Top of EXCERPTED PASSAGE

This followed another hint dropped by Wyden earlier, during the confirmation hearings for Caroline Krass for the position of CIA general counsel. When asked about this secret memo, Krass made it clear it would not be appropriate for her agency to rely on the John Yoo-authored legal rationalizations. Nor would it be appropriate for the NSA to continue using it for legal guidance.
I have been thinking about your question because I understand your serious concerns about this opinion, and one approach that seems possible to me is that you could ask for an assurance from the relevant elements of the Intelligence Community that they would not rely on the opinion. I can give you my assurance that if I were confirmed I would not rely on the opinion at the CIA.
This led to Wyden writing a pointed letter to Attorney General Loretta Lynch, on behalf of the ACLU, which is engaged in a FOIA lawsuit over the DOJ’s refusal to release this document.
As I have noted in previous correspondence with the DOJ, I believe that this opinion is inconsistent with the public’s understanding of the law, and should be withdrawn. I also believe that this opinion should be declassified and released to the public, so that anyone who is a party to one of these agreements can consider whether their agreement should be revised or modified. For these reasons, I encourage you to direct DOJ officials to comply with the pending FOIA request.

Bottom of EXCERPTED PASSAGE
Top of DATASET ENTRIES

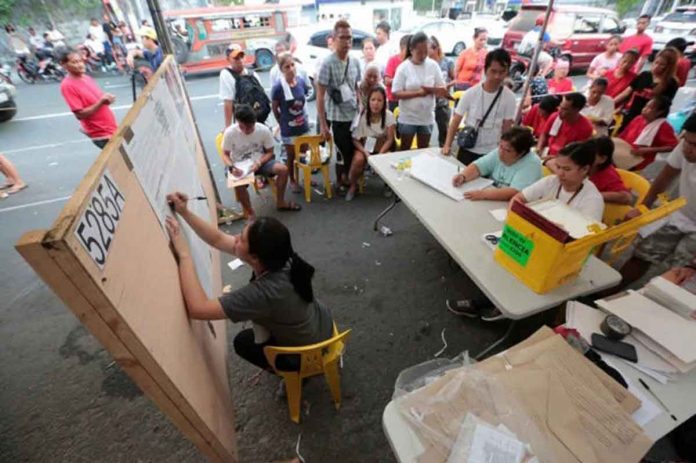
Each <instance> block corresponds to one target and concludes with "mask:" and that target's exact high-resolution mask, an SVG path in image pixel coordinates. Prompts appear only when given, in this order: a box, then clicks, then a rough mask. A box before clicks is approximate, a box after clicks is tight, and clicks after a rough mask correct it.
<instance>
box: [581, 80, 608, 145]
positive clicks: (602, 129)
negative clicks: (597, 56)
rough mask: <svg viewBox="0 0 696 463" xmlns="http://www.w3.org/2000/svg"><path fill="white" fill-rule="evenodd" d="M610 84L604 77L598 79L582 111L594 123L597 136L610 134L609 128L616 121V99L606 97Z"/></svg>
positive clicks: (582, 113)
mask: <svg viewBox="0 0 696 463" xmlns="http://www.w3.org/2000/svg"><path fill="white" fill-rule="evenodd" d="M607 85H609V82H608V81H607V79H605V78H604V77H598V78H596V79H595V80H594V81H593V82H592V85H591V86H590V89H589V90H588V92H587V105H585V107H584V108H583V109H582V111H580V114H582V115H583V116H585V117H586V118H588V119H589V120H590V122H592V126H593V127H594V129H595V132H596V133H597V134H596V135H597V136H599V137H603V136H606V135H608V134H609V126H610V125H611V123H612V121H613V120H614V99H613V98H612V97H610V96H608V95H605V92H606V91H607Z"/></svg>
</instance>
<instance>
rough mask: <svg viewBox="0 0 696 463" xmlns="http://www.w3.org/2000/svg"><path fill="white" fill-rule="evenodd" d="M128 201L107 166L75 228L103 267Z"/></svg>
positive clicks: (100, 266) (97, 260) (83, 240)
mask: <svg viewBox="0 0 696 463" xmlns="http://www.w3.org/2000/svg"><path fill="white" fill-rule="evenodd" d="M125 202H126V199H125V198H124V197H123V194H122V193H121V190H119V188H118V185H116V182H114V180H113V178H112V177H111V175H110V174H109V171H108V170H105V171H104V175H103V176H102V178H101V179H100V180H99V184H98V185H97V187H96V188H95V189H94V191H93V192H92V197H91V198H90V199H89V202H88V203H87V207H86V208H85V211H84V213H83V214H82V218H81V219H80V221H79V223H78V224H77V227H76V228H75V235H76V236H77V239H78V240H79V241H80V242H81V243H82V245H83V246H84V247H85V249H86V250H87V252H88V253H89V255H90V256H91V257H92V259H93V260H94V262H95V263H96V264H97V265H98V266H99V268H100V269H103V268H104V264H105V263H106V258H107V256H108V255H109V249H110V248H111V244H112V242H113V239H114V235H115V234H116V227H117V226H118V222H119V220H120V219H121V215H122V214H123V205H124V204H125Z"/></svg>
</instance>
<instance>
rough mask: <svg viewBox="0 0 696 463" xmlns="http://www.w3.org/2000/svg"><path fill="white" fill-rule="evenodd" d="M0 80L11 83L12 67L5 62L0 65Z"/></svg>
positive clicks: (11, 83) (11, 78)
mask: <svg viewBox="0 0 696 463" xmlns="http://www.w3.org/2000/svg"><path fill="white" fill-rule="evenodd" d="M2 82H5V83H7V84H10V85H11V84H12V69H11V68H10V67H9V66H8V65H7V64H3V65H2V66H0V83H2Z"/></svg>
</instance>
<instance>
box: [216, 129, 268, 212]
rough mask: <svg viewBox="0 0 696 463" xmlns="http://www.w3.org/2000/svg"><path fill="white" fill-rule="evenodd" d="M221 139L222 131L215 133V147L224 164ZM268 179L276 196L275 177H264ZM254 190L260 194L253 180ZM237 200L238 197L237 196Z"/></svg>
mask: <svg viewBox="0 0 696 463" xmlns="http://www.w3.org/2000/svg"><path fill="white" fill-rule="evenodd" d="M222 139H223V133H222V132H220V133H218V134H217V136H216V137H215V148H216V149H217V152H218V156H220V159H222V163H223V164H225V155H224V154H223V152H222ZM266 179H267V180H268V183H269V184H270V185H271V191H273V197H274V198H275V197H276V184H275V178H273V177H266ZM254 191H255V192H256V194H260V192H259V187H258V186H257V185H256V182H254ZM234 195H235V197H236V196H237V192H236V191H235V193H234ZM237 200H239V198H237Z"/></svg>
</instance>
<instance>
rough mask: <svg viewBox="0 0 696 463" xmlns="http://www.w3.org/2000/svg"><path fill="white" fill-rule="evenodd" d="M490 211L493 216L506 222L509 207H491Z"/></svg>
mask: <svg viewBox="0 0 696 463" xmlns="http://www.w3.org/2000/svg"><path fill="white" fill-rule="evenodd" d="M488 212H490V213H491V215H492V216H493V218H494V219H495V220H497V221H498V222H505V220H506V219H507V209H505V208H502V207H501V208H500V209H491V210H490V211H488Z"/></svg>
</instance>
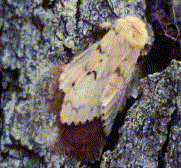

Bottom of DATASET ENTRIES

→ REQUEST 1:
Duplicate the passage on the secret memo word for word, starting at "This followed another" and ending at "at the CIA.".
→ REQUEST 2:
Answer these questions using the passage on the secret memo:
(a) For what position was Caroline Krass having confirmation hearings?
(b) To whom did Wyden write a pointed letter?
(c) With what does the letter urge that DOJ officials be directed to comply?
The lines above are separate material and stand apart from the passage on the secret memo.

→ EXPECTED ANSWER 1:
This followed another hint dropped by Wyden earlier, during the confirmation hearings for Caroline Krass for the position of CIA general counsel. When asked about this secret memo, Krass made it clear it would not be appropriate for her agency to rely on the John Yoo-authored legal rationalizations. Nor would it be appropriate for the NSA to continue using it for legal guidance.
I have been thinking about your question because I understand your serious concerns about this opinion, and one approach that seems possible to me is that you could ask for an assurance from the relevant elements of the Intelligence Community that they would not rely on the opinion. I can give you my assurance that if I were confirmed I would not rely on the opinion at the CIA.

→ EXPECTED ANSWER 2:
(a) CIA general counsel
(b) Attorney General Loretta Lynch
(c) The pending FOIA request